Exercise tasks:
A. Answer these questions using the note on the RTAS call trace from the processor removal crash:
(i) How much RTAS call trace leading up to the crash was retrieved?
(ii) Which indicator is set to the UNUSABLE state during processor removal?
(iii) For thread x20, which call failed after query-cpu-stopped-state returned a STOPPED status?
B. Continue the note on the RTAS call trace from the processor removal crash, starting after its final sentence.
___ Extracted text
[PATCH] pseries/hotplug: Add more delay in pseries_cpu_die while waiting for rtas-stop

Michael Bringmann mwb at linux.vnet.ibm.com
Wed Dec 12 09:11:28 AEDT 2018


Note from Scott Mayes on latest crash:

Michael,

Since the partition crashed, I was able to get the last .2 seconds worth of RTAS call trace leading up to the crash.

Best I could tell from that bit of trace was that the removal of a processor involved the following steps:
-- Call to stop-self for a given thread
-- Repeated calls to query-cpu-stopped-state (which eventually indicated the thread was stopped)
-- Call to get-sensor-state for the thread to check its entity-state (9003) sensor which returned 'dr-entity-present'
-- Call to set-indicator to set the isolation-state (9001) indicator to ISOLATE state
-- Call to set-indicator to set the allocation-state (9003) indicator to UNUSABLE state

I noticed one example of thread x28 getting through all of these steps just fine, but for thread x20, although the
query-cpu-stopped state returned 0 status (STOPPED), a subsequent call to set-indicator to ISOLATE
failed.  This failure was near the end of the trace, but was not the very last RTAS call made in the trace.
______
___ Supplied entries
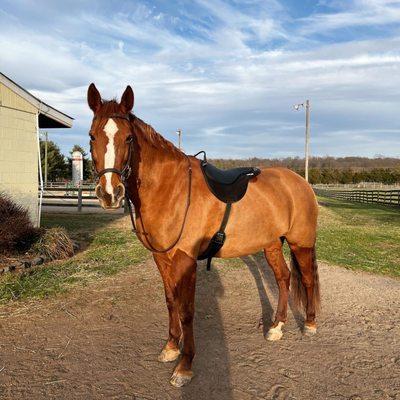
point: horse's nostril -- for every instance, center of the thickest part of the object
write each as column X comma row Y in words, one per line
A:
column 99, row 191
column 119, row 191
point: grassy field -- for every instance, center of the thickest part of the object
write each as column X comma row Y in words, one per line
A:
column 355, row 236
column 108, row 246
column 359, row 236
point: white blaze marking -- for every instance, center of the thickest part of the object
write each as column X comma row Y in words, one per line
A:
column 110, row 130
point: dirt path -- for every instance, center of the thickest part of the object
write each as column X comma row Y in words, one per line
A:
column 102, row 342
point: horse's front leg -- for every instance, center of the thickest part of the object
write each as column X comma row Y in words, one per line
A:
column 171, row 351
column 184, row 277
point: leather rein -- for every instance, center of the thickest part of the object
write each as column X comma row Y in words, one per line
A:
column 124, row 174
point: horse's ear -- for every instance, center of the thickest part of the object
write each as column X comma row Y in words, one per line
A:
column 127, row 100
column 94, row 98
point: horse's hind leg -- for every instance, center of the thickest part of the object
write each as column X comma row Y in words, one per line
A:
column 305, row 283
column 275, row 259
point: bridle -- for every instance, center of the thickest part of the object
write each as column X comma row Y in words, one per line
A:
column 125, row 172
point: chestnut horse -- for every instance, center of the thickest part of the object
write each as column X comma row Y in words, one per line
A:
column 176, row 215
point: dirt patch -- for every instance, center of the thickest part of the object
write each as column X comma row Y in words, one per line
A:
column 102, row 342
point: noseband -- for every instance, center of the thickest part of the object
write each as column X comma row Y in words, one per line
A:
column 126, row 171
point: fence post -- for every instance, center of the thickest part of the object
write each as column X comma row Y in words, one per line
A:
column 126, row 206
column 79, row 199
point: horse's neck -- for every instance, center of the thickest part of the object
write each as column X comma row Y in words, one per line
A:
column 161, row 175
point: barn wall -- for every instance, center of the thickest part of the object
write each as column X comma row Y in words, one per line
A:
column 18, row 150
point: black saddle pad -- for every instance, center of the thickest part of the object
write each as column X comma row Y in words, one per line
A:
column 229, row 185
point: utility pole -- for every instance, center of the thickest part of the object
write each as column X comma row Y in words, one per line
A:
column 179, row 132
column 307, row 142
column 307, row 147
column 46, row 135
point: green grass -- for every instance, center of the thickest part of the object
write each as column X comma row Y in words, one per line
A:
column 355, row 236
column 359, row 236
column 110, row 248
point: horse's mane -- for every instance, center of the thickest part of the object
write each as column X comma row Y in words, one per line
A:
column 147, row 131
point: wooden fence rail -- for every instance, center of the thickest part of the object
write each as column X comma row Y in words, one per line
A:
column 386, row 197
column 71, row 197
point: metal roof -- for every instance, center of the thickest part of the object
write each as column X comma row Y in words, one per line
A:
column 49, row 117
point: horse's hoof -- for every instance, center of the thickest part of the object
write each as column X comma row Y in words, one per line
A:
column 310, row 330
column 168, row 355
column 275, row 333
column 180, row 379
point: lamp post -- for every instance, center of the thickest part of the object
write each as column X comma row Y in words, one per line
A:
column 306, row 105
column 179, row 133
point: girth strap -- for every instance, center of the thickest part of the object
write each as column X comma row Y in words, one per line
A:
column 217, row 241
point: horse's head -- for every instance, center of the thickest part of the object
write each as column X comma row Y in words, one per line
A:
column 111, row 145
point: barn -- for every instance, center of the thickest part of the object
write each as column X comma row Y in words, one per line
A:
column 21, row 117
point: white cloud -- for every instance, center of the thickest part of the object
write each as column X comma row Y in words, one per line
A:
column 224, row 81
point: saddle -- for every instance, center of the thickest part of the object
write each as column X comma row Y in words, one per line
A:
column 228, row 186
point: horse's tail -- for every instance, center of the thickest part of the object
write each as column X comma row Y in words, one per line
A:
column 297, row 287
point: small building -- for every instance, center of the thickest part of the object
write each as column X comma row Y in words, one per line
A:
______
Answers given:
A.
(i) The last .2 seconds.
(ii) The allocation-state (9003) indicator.
(iii) The call to set-indicator to set the isolation-state indicator to ISOLATE.

B.
The set-indicator failure reported to Linux was a -9001 (Valid outstanding translation) which was mapped
from a 0x502 (Invalid thread state) return code from PHYP's H_SET_DR_STATE h-call.

On 12/10/2018 02:31 PM, Thiago Jung Bauermann wrote:
> 
> Hello Michael,
> 
> Michael Bringmann <mwb at linux.vnet.ibm.com> writes:
> 
>> I have asked Scott Mayes to take a look at one of these crashes from
>> the phyp side.  I will let you know if he finds anything notable.
> 
> Thanks! It might make sense to test whether booting with
> cede_offline=off makes the bug go away.

Scott is looking at the system.  I will try once he is finished.

> 
> One suspicion I have is regarding the code handling CPU_STATE_INACTIVE.
>>From what I understand, it is a powerpc-specific CPU state and from the
> perspective of the generic CPU hotplug state machine, inactive CPUs are
> already fully offline. Which means that the locking performed by the
> generic code state machine doesn't apply to transitioning CPUs from
> INACTIVE to OFFLINE state. Perhaps the bug is that there is more than
> one CPU making that transition at the same time? That would cause two
> CPUs to call RTAS stop-self.
> 
> I haven't checked whether this is really possible or not, though. It's
> just a conjecture.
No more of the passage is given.